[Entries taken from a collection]
—————

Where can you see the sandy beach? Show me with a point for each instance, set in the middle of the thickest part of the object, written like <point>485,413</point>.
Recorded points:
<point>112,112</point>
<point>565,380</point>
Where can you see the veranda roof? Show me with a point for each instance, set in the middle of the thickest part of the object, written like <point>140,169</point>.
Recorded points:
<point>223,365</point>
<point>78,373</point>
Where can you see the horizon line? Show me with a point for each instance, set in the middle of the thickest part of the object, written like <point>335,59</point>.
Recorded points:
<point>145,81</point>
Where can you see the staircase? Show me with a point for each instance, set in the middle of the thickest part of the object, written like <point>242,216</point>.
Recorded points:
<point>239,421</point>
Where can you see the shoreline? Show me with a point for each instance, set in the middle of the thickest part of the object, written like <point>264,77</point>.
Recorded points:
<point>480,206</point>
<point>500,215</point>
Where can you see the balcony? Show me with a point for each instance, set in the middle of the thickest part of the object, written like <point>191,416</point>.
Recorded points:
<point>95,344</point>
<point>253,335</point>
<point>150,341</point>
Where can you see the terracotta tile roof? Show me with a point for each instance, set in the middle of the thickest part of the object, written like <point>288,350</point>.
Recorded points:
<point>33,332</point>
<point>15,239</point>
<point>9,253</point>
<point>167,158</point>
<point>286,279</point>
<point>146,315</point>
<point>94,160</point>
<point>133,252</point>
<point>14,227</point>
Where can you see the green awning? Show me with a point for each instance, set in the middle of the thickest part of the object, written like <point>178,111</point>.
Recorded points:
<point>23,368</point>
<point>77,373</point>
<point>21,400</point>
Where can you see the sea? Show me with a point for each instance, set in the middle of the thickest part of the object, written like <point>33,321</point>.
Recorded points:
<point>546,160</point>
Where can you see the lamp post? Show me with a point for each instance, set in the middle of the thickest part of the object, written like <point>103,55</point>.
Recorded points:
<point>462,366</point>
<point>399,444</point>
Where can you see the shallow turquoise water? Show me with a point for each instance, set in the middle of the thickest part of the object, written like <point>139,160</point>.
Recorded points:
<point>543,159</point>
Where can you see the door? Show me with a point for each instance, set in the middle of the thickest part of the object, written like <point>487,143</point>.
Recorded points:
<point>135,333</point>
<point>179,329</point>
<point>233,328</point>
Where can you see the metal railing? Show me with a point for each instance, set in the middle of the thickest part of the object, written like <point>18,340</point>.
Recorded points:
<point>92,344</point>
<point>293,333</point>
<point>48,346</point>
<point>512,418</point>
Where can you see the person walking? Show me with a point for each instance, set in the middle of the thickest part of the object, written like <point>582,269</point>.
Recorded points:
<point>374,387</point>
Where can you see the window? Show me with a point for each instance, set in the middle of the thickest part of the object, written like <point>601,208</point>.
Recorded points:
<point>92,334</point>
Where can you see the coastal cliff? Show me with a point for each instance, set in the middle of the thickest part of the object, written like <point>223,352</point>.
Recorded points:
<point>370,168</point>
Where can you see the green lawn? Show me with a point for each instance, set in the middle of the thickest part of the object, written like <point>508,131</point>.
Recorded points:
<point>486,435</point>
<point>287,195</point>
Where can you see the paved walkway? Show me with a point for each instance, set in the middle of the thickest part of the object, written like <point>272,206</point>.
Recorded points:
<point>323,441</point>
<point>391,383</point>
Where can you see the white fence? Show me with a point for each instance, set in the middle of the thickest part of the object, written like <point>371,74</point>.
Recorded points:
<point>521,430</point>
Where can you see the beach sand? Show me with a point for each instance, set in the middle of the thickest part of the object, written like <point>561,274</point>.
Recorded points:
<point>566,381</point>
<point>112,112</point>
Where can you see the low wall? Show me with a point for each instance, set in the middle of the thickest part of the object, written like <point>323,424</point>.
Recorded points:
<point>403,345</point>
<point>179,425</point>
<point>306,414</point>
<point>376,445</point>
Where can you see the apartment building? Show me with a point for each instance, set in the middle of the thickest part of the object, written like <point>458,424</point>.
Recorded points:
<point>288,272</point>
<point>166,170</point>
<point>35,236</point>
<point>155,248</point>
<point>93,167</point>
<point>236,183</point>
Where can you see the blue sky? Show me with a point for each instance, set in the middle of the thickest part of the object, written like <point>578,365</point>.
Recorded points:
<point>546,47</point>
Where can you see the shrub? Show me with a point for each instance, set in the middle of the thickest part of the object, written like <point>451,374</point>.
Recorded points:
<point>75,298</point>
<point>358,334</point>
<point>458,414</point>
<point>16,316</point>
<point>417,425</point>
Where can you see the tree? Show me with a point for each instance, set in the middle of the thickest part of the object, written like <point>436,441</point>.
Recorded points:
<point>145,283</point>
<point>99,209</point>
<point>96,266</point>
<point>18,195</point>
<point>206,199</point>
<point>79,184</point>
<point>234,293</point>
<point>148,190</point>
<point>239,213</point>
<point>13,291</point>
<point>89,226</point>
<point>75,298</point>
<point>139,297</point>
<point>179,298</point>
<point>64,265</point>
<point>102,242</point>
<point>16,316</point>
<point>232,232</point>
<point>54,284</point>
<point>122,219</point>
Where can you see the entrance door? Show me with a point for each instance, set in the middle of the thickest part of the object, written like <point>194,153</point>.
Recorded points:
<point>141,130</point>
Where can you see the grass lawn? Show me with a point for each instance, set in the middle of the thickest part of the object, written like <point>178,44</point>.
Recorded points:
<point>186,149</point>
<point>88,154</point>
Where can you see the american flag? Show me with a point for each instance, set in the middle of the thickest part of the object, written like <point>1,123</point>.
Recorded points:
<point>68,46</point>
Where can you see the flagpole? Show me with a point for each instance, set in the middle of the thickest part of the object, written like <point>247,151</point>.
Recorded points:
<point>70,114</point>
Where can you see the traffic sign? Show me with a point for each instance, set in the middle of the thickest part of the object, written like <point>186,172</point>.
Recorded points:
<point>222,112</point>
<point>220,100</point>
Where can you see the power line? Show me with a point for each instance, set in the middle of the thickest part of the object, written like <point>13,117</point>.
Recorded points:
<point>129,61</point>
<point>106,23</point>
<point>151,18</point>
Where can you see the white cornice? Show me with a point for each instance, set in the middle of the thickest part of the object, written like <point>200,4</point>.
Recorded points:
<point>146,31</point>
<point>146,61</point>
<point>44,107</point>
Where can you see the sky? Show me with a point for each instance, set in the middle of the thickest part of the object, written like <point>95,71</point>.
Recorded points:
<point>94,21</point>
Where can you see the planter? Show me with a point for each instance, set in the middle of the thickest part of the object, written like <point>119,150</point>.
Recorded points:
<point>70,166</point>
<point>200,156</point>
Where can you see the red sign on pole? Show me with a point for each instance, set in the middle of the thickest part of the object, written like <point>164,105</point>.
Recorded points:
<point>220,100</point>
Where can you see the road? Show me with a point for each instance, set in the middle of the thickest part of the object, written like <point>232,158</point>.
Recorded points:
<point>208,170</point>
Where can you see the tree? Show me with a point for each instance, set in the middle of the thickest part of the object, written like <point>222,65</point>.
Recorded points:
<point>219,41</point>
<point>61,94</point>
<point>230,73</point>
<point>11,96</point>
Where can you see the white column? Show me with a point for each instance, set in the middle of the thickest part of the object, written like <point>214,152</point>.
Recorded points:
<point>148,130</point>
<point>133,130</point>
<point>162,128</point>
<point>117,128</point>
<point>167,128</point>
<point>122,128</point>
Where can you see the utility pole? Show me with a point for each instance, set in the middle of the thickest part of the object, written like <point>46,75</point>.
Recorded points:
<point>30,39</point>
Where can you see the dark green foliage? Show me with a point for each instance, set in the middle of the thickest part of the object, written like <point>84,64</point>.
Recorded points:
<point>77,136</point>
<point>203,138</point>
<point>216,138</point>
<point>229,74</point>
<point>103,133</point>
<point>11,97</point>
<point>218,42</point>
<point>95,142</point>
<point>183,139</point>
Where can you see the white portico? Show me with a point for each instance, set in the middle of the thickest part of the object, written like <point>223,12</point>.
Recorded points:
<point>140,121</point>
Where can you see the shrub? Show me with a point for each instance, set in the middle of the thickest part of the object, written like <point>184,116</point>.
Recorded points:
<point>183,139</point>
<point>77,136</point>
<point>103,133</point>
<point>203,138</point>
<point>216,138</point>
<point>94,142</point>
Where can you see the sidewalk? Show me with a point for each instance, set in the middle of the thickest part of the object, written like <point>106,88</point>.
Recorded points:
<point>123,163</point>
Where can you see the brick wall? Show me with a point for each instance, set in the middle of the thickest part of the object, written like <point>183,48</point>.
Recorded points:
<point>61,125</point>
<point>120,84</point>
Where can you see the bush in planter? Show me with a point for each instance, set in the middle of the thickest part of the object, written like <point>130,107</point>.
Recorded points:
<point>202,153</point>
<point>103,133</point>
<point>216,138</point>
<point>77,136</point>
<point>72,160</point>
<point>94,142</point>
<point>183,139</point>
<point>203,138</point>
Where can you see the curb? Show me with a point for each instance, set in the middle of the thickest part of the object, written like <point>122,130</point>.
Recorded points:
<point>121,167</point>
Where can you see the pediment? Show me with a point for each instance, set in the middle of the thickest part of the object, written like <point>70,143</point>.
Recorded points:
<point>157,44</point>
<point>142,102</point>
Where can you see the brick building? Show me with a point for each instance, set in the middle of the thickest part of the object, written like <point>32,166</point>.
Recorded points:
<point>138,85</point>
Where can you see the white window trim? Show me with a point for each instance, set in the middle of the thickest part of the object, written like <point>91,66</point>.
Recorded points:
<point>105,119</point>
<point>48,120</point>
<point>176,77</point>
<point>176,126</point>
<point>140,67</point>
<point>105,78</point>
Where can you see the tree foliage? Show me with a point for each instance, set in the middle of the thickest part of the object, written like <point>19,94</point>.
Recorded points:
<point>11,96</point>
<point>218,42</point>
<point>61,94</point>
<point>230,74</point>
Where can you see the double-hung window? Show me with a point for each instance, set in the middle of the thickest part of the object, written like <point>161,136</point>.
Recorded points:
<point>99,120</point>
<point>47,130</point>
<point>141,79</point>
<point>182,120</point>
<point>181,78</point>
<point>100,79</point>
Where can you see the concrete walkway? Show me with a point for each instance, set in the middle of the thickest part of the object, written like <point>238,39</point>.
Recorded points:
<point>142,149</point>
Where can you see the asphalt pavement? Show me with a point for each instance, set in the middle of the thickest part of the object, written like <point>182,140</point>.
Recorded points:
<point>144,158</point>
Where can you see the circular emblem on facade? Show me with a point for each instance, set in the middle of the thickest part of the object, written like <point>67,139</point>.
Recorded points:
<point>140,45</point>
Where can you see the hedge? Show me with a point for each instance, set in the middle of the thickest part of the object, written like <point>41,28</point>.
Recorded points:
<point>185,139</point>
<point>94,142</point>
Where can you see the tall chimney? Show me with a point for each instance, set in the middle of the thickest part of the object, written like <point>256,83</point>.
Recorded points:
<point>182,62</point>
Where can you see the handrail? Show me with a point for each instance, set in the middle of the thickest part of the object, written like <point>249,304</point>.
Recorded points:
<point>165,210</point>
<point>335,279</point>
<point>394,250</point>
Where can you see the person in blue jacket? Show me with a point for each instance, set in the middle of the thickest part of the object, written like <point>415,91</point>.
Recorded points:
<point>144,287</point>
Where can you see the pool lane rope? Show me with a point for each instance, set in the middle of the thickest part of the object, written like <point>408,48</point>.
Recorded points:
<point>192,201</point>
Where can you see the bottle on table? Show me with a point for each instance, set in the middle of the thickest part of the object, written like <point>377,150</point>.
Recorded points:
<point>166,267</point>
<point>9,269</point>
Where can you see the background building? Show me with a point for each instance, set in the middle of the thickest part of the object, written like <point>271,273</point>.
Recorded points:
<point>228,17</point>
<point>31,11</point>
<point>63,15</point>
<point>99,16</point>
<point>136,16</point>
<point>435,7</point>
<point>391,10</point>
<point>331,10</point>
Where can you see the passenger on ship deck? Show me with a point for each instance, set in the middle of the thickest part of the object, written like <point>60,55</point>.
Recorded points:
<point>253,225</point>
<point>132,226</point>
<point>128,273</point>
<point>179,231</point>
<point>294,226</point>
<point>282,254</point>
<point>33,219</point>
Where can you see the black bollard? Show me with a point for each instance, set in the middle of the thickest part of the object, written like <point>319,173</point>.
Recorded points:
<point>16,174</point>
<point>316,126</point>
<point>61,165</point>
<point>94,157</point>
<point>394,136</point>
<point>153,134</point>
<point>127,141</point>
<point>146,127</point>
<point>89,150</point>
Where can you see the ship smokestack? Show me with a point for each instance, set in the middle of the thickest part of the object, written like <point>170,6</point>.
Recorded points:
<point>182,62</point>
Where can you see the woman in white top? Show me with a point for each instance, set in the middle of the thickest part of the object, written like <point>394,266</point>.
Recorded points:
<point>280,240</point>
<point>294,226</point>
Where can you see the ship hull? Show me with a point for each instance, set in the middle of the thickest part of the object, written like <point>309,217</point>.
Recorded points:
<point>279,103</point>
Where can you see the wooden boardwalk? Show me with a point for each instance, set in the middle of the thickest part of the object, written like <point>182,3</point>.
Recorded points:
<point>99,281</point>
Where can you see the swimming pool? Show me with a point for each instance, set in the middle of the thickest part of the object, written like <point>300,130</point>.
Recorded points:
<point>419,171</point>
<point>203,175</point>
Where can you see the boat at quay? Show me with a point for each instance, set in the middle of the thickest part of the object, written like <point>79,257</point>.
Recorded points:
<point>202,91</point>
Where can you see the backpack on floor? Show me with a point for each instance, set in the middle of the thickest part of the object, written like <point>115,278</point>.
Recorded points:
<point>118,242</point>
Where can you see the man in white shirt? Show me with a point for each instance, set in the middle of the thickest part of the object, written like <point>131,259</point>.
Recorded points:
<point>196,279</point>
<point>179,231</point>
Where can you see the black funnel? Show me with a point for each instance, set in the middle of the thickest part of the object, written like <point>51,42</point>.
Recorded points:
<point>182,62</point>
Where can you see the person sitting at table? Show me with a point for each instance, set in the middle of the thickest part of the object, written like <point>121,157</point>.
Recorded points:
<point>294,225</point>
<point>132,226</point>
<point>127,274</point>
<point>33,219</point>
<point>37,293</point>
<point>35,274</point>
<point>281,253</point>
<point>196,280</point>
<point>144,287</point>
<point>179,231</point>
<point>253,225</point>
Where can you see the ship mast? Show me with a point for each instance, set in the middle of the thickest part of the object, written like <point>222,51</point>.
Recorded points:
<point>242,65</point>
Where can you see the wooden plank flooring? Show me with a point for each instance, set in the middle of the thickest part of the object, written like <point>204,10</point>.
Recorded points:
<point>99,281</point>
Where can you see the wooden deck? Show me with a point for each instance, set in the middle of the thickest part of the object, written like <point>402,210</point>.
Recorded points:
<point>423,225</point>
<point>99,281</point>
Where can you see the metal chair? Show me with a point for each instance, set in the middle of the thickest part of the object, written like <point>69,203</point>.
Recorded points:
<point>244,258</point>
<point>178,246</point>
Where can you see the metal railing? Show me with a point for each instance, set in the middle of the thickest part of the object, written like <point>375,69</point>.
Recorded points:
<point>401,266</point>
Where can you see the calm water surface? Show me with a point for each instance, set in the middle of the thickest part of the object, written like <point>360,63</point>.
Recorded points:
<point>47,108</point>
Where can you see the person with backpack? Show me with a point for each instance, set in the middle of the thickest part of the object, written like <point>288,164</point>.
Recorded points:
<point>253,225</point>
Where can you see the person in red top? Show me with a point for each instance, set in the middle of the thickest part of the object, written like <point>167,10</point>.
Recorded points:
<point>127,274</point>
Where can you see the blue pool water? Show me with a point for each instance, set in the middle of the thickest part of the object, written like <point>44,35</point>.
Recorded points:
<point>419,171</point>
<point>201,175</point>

—————

### WHAT YOU ARE ASKED TO DO
Copy exactly the lines above, starting at the opening line and finishing at the line in which "Where can you see the shoreline?" occurs.

### WRITTEN RESPONSE
Where can you see the sandy beach? Show me with a point for each instance, set in the middle of the thickest part of the object, written like <point>485,413</point>.
Recorded points:
<point>112,112</point>
<point>565,380</point>
Where can you see the veranda roof? Show me with a point for each instance, set in the middle of the thickest part of the object, written like <point>140,169</point>.
Recorded points:
<point>223,365</point>
<point>78,373</point>
Where can you see the horizon line? Show me with a point for each instance, set in the middle of the thickest part of the object, written like <point>335,59</point>.
Recorded points:
<point>145,81</point>
Where can you see the staircase? Show me with a point for each instance, set in the middle of the thickest part of the object, written like <point>242,216</point>.
Recorded points:
<point>239,421</point>
Where can you see the shoreline? Show me with a point for each instance, set in the middle of the thickest part of the object, written like <point>264,77</point>.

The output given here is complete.